BRIEF
Please continue the article below on Israel's Prevnar vaccine results, starting after its last sentence.

Israeli Experts: ‘Parents Who Refuse to Vaccinate Children are Reckless’

The midwives, fearing Hashem, did not do as the king of Egypt had told them; they let the boys live. Exodus 1:17 (The Israel Bible™)

The introduction a decade ago by Israel’s Health Ministry of the Prevnar (PCV) vaccine to the immunization schedule of the country’s babies has reduced hospitalizations as the direct result of Streptococcus pneumoniae dipped by a staggering 62%.

Prevnar (pneumococcal 7-valent conjugate) vaccine is used to prevent infection caused by pneumococcal bacteria. Prevnar contains seven different types of pneumococcal bacteria. Pneumococcal disease is a serious infection caused by a bacterium that can infect the sinuses and inner ear and lead to complications.

The vaccine also decreased bacterial resistance to antibiotics, according to researchers at Tel Aviv University who studied Prevnar’s long-term positive effects.

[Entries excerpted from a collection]
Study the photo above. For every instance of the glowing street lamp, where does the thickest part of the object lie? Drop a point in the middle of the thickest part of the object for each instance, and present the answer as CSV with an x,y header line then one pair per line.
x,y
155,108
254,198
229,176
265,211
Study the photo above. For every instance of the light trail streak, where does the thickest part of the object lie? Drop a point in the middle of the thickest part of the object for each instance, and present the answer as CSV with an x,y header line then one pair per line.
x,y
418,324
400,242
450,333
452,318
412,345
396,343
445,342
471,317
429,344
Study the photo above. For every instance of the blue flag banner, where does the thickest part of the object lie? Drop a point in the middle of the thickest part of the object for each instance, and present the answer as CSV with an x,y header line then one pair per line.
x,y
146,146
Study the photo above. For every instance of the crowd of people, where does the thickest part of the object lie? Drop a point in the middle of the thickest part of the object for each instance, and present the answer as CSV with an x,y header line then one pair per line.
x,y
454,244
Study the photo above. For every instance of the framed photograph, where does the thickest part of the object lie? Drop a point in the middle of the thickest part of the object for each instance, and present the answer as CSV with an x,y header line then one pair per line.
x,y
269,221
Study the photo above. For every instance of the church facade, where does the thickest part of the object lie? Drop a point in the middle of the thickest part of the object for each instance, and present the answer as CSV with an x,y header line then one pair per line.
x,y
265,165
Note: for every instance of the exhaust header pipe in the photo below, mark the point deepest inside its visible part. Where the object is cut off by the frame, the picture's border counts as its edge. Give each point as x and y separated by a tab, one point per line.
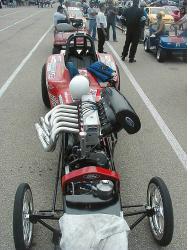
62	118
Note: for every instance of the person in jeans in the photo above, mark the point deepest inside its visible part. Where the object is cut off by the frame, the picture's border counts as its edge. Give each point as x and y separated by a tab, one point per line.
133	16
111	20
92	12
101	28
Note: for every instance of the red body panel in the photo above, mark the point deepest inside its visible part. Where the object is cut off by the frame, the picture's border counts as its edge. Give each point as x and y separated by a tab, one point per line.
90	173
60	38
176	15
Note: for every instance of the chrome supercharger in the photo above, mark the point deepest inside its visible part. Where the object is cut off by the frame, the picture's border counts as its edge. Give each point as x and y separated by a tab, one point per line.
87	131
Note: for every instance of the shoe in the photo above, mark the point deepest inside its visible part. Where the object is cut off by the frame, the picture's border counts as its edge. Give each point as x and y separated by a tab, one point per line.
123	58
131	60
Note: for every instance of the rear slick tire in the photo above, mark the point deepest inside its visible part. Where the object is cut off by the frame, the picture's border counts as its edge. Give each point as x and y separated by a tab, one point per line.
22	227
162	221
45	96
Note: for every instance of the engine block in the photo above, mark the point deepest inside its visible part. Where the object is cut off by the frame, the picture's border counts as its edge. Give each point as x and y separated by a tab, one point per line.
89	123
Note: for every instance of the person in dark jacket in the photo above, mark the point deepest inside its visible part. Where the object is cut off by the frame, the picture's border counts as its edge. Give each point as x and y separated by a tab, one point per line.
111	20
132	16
...
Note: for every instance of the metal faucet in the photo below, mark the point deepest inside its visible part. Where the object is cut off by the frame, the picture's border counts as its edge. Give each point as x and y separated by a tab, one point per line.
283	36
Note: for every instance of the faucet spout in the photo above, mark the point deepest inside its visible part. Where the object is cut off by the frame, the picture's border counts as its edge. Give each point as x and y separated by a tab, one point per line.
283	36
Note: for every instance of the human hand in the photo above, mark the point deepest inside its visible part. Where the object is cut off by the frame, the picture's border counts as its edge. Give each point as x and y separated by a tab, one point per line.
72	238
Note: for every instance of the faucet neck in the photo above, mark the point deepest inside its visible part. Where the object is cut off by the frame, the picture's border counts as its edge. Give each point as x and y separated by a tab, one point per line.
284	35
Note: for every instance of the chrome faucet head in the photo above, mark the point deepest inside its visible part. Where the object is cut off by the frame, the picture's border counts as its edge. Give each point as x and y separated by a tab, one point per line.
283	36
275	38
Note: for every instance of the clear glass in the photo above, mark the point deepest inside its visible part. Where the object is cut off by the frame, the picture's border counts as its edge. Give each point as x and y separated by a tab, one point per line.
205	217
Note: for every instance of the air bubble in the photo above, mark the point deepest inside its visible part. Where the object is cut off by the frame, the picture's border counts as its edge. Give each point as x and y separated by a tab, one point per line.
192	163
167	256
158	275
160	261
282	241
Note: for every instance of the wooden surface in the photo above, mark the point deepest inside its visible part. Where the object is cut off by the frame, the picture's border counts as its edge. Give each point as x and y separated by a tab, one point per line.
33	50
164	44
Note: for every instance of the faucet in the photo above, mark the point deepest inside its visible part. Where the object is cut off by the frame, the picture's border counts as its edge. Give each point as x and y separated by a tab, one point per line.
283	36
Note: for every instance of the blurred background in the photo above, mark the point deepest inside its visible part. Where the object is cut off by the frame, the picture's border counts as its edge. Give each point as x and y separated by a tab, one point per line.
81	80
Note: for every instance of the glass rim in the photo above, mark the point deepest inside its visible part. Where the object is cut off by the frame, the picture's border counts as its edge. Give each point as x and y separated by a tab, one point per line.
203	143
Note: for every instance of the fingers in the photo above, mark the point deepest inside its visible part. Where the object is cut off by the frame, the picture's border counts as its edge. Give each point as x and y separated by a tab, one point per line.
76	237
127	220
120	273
==
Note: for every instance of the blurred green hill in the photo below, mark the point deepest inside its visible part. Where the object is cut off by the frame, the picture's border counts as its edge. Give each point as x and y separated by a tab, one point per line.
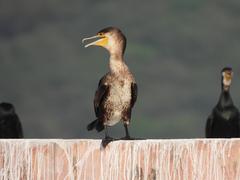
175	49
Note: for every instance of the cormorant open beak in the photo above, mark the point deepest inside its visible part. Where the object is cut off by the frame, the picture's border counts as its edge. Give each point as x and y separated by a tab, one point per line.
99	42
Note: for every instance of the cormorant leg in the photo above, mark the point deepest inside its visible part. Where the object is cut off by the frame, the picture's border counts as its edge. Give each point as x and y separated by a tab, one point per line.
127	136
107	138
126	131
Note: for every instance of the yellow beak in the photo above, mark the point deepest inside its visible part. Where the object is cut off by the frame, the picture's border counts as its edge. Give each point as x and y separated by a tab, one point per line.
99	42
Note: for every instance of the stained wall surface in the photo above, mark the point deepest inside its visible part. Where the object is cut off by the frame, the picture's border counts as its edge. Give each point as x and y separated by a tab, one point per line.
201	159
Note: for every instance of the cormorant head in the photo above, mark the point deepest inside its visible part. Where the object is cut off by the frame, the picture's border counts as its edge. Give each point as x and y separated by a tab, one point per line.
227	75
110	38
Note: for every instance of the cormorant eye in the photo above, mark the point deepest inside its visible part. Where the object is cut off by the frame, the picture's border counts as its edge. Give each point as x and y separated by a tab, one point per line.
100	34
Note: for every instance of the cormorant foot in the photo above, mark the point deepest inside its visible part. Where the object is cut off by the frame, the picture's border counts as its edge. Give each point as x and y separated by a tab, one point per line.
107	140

EXPECTED ANSWER
The research was led by Prof. Galia Grisaru-Soen of TAU’s Sackler Faculty of Medicine who heads the pediatric infectious diseases unit at Tel Aviv Sourasky Medical Center. Conducted in collaboration with

Dr. Yael Berger and Dr. Diana Averbuch of Hadassah University Medical Center in Jerusalem, their findings were recently published in the journal Acta Paediatrica.

Streptococcus pneumoniae can cause many types of illnesses, including pneumonia (lung infection), ear infections, sinus infections, meningitis (infection of the covering around the brain and spinal cord) and bacteremia (blood stream infection). Rates of the bacteria being found in the nasal tract and throat in children is about 21% in industrialized countries. Transmission occurs from person to person via contact with droplets in the respiratory system. Viral upper respiratory tract infections, including the flu, can predispose people to pneumococcal infection and transmission, which are most common during the colder winter months.

“Our take-home message to all the parents out there is that vaccines work,” declared Grisaru-Soen. “Introducing PCV into the national immunization program made a huge difference. We saw community-acquired bacteremia, pneumonia and focal infections all decrease. If we continue to administer the vaccine, incidents of community-acquired bacteremia will likewise decrease.”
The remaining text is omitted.